Kutipan untuk Dibaca –
○ ○ ○ ○ ○
Senin 28 Mar 2022 12:22 WIB

Tekan Impor, KSP: Monitoring Realisasi Anggaran Belanja Barang dan Jasa Harus Lebih Aktif

Presiden mengungkapkan kejengkelaannya soal barang-barang impor.

Rep: Dessy Suciati Saputri / Red: Nidia Zuraya
Aktivitas ekspor impor (ilustrasi).
Foto: bea cukai
Aktivitas ekspor impor (ilustrasi).

REPUBLIKA.CO.ID, JAKARTA -- Kantor Staf Presiden mendorong Kementerian Keuangan (Kemenkeu) dan Lembaga Kebijakan Pengadaan Barang/Jasa Pemerintah (LKPP) untuk lebih aktif melakukan monitoring realisasi belanja barang dan jasa di seluruh instansi pemerintah. Tenaga Ahli Utama Kantor Staf Presiden Edy Priyono mengatakan, KSP akan melakukan pengawalan agar belanja produk dalam negeri dapat dimaksimalkan.

"Sesuai arahan Bapak Presiden yakni memaksimalkan produk dalam negeri benar-benar dilaksanakan, KSP akan mengawal dan mendorong Kemenkeu dan LKPP dapat secara aktif memonitor realisasi anggaran belanja barang dan jasa di seluruh instansi pemerintah," kata Edy, dikutip dari siaran pers KSP, Senin (28/3/2022).

Baca Juga

Selain itu, ujar Edy, Kantor Staf Presiden juga akan memastikan kementerian, lembaga, dan BUMN untuk memenuhi ketentuan alokasi produk koperasi dan UMKM sebesar minimal 40 persen dari keseluruhan jumlah pengadaan barang dan jasa. Sebab, lanjut dia, per Maret 2022 target alokasi 40 persen tersebut belum tercapai.
○ ○ ○ ○ ○
Daftar Entri –
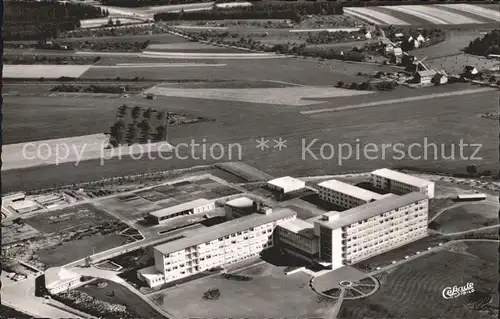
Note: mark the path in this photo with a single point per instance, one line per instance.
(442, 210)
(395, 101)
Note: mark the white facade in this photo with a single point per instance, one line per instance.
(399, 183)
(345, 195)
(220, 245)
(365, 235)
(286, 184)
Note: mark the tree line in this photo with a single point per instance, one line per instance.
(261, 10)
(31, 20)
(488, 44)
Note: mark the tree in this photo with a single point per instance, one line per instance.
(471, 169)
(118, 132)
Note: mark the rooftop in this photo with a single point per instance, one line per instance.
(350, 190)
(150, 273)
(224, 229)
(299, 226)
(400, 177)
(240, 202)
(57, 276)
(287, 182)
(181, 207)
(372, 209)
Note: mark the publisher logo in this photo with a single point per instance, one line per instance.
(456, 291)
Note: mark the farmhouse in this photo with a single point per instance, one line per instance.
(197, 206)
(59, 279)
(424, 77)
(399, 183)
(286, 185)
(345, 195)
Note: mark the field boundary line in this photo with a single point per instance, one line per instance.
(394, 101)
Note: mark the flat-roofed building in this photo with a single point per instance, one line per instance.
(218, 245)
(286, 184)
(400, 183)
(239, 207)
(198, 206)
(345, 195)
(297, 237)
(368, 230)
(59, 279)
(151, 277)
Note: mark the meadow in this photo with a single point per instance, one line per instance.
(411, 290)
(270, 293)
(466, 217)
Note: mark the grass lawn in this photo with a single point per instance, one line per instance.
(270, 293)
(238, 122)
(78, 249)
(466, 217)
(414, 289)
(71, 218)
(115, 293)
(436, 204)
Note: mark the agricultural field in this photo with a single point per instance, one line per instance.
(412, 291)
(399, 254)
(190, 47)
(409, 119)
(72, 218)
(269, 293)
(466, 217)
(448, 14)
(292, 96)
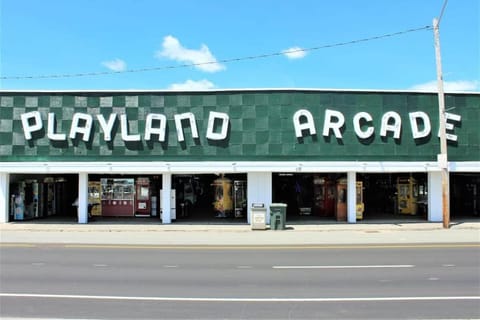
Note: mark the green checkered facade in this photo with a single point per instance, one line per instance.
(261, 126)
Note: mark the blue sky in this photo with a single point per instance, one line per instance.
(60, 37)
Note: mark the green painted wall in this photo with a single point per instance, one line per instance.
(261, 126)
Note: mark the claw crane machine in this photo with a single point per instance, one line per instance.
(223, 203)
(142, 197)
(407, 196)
○ ○ ○ ○ ○
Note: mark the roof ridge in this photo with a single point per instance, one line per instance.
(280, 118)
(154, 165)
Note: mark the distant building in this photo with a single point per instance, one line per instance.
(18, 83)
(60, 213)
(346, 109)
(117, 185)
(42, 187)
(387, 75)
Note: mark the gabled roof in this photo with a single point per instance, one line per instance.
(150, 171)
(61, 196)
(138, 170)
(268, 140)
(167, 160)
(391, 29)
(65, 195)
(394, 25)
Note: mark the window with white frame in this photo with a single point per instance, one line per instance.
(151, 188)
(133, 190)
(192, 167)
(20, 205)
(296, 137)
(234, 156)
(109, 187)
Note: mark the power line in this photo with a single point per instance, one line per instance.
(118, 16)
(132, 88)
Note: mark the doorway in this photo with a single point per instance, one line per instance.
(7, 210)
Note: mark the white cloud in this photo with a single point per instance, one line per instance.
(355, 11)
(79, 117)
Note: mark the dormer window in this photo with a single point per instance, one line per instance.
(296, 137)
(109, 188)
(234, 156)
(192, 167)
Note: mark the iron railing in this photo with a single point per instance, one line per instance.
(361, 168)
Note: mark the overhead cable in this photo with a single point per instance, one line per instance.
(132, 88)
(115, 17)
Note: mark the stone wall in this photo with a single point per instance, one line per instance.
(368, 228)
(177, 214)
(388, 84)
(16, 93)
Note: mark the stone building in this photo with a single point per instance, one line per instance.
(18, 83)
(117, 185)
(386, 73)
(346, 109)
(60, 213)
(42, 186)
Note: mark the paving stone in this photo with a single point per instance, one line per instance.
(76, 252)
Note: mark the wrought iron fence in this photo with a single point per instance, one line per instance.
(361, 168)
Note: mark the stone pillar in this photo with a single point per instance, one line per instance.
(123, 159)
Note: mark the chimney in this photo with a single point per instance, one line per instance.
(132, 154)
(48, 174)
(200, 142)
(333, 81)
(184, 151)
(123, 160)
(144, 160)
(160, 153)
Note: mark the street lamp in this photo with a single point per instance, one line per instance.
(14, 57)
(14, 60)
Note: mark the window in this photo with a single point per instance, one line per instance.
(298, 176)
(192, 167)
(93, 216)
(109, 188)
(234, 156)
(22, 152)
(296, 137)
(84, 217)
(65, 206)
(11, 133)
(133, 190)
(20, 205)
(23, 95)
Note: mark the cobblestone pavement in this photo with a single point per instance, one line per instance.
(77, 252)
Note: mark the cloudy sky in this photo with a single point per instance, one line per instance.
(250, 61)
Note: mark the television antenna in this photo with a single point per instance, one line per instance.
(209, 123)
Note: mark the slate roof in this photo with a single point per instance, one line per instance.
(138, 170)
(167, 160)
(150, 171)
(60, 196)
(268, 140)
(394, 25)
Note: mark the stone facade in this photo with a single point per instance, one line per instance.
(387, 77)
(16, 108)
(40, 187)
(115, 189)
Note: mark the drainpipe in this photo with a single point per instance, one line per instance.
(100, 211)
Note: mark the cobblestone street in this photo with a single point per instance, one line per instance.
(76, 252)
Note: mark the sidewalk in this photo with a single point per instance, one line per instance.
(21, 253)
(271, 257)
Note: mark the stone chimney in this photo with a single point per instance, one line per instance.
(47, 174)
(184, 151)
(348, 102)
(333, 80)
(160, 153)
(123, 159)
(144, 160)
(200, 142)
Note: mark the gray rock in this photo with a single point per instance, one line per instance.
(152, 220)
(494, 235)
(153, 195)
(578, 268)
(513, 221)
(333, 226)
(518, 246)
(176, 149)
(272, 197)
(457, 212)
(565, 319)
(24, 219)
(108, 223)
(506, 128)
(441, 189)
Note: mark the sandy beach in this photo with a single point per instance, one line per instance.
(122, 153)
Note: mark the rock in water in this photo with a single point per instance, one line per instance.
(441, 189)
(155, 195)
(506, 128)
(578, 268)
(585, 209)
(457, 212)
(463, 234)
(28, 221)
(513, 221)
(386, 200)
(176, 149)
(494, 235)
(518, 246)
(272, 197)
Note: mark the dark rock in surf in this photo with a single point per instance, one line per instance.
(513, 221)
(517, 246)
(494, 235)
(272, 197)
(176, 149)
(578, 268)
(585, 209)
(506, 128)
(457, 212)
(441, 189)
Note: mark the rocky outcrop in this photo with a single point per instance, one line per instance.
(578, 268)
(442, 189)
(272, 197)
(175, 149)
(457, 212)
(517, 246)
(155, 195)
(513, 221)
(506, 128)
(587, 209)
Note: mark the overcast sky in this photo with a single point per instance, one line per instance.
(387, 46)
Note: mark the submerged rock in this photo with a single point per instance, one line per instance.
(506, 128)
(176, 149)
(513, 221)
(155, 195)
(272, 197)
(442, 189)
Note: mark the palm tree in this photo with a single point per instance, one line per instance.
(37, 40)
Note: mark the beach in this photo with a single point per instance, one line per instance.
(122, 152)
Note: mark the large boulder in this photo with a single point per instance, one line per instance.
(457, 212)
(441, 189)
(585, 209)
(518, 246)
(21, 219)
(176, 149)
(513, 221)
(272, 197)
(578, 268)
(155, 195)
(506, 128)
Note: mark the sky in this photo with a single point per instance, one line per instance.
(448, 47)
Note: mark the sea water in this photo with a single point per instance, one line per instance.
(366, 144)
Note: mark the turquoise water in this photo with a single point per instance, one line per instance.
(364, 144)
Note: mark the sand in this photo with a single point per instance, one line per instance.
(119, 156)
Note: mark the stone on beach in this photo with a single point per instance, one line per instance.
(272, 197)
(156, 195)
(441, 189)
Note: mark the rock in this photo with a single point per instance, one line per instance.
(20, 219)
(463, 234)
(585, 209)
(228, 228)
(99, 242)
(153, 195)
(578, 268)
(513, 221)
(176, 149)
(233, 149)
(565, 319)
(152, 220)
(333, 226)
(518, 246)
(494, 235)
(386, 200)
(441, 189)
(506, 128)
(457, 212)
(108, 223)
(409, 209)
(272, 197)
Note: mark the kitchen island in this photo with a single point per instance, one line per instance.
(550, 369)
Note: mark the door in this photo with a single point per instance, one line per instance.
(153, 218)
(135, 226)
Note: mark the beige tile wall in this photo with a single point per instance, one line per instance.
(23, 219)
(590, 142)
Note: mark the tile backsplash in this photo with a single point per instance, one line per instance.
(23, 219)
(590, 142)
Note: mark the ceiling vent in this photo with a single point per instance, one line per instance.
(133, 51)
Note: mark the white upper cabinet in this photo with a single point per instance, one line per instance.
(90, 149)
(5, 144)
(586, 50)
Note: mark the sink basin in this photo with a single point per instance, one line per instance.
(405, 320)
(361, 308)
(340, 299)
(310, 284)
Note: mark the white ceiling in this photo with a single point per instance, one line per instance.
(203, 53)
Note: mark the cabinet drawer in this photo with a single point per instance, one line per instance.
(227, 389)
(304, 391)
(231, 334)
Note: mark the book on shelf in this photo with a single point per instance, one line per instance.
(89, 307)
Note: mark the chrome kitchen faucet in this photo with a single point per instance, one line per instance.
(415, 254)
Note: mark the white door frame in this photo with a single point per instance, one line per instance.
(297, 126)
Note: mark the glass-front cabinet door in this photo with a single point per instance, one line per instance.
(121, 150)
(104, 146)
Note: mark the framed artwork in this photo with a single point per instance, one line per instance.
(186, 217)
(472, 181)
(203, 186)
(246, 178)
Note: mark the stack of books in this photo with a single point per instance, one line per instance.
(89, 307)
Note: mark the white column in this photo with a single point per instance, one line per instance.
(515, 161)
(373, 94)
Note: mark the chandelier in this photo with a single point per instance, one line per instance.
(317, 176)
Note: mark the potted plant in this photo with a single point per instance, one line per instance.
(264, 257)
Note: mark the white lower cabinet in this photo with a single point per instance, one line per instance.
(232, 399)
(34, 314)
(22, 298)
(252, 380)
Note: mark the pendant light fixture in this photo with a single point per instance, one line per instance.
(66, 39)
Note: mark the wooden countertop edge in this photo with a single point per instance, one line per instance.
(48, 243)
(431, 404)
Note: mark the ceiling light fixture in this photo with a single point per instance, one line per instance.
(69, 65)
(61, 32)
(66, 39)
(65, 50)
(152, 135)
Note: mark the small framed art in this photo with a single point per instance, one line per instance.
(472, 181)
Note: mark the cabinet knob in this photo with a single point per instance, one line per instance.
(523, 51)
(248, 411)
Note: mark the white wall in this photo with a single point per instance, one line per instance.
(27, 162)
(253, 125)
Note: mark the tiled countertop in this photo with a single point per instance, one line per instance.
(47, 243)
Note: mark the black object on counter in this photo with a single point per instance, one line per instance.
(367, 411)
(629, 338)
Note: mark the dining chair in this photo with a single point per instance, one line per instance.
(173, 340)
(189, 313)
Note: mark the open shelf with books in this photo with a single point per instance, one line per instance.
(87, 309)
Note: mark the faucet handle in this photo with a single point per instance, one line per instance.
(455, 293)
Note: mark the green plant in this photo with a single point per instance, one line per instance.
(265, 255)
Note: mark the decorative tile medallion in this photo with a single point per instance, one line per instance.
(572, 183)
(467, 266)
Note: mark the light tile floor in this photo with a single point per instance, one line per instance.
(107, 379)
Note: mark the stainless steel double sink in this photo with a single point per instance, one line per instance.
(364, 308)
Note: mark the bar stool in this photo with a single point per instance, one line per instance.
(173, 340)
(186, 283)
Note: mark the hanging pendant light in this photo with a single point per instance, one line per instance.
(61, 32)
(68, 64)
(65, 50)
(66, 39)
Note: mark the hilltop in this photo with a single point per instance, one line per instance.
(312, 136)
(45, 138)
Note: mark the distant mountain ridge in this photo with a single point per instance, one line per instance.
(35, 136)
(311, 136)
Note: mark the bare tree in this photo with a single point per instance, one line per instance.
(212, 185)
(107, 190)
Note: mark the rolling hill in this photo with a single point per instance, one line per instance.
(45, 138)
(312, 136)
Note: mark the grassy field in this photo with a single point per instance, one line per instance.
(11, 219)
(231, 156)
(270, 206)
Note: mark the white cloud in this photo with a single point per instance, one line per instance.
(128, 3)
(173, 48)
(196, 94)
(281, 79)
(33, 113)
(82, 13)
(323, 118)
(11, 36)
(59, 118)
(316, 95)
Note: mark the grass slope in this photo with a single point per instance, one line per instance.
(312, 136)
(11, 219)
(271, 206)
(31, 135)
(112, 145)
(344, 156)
○ ○ ○ ○ ○
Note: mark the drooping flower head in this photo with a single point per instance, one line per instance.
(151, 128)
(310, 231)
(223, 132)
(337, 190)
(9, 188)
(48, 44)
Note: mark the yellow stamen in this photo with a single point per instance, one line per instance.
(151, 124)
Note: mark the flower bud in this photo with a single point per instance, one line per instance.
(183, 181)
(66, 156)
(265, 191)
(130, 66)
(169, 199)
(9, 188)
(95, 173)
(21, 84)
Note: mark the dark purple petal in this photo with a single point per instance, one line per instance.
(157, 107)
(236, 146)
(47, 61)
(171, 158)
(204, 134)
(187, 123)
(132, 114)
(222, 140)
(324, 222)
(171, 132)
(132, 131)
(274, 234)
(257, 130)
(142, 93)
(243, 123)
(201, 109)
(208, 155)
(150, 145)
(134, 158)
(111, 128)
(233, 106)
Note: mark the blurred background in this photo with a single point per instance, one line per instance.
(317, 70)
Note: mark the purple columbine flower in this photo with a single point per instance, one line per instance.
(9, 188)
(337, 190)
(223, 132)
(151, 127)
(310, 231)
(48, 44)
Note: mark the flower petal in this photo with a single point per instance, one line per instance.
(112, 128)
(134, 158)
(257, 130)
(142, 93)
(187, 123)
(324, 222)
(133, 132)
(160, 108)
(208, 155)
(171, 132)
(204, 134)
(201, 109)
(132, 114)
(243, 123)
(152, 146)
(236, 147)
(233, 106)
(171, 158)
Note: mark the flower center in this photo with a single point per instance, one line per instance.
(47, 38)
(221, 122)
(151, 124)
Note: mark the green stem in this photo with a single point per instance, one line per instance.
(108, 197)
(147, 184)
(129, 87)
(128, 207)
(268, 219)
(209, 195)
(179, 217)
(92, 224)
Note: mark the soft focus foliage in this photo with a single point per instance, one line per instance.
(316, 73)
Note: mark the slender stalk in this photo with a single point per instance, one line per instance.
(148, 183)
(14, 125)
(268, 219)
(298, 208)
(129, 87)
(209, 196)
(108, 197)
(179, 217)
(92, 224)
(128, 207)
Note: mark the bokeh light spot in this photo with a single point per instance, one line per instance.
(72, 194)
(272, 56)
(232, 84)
○ ○ ○ ○ ○
Bisakah Anda menyalin persis bagian berita tentang monitoring belanja barang dan jasa pemerintah di atas, mulai dari kata-kata yang memuat "REPUBLIKA.CO.ID, JAKARTA -- Kantor" dan berhenti setelah "negeri dapat dimaksimalkan."?

REPUBLIKA.CO.ID, JAKARTA -- Kantor Staf Presiden mendorong Kementerian Keuangan (Kemenkeu) dan Lembaga Kebijakan Pengadaan Barang/Jasa Pemerintah (LKPP) untuk lebih aktif melakukan monitoring realisasi belanja barang dan jasa di seluruh instansi pemerintah. Tenaga Ahli Utama Kantor Staf Presiden Edy Priyono mengatakan, KSP akan melakukan pengawalan agar belanja produk dalam negeri dapat dimaksimalkan.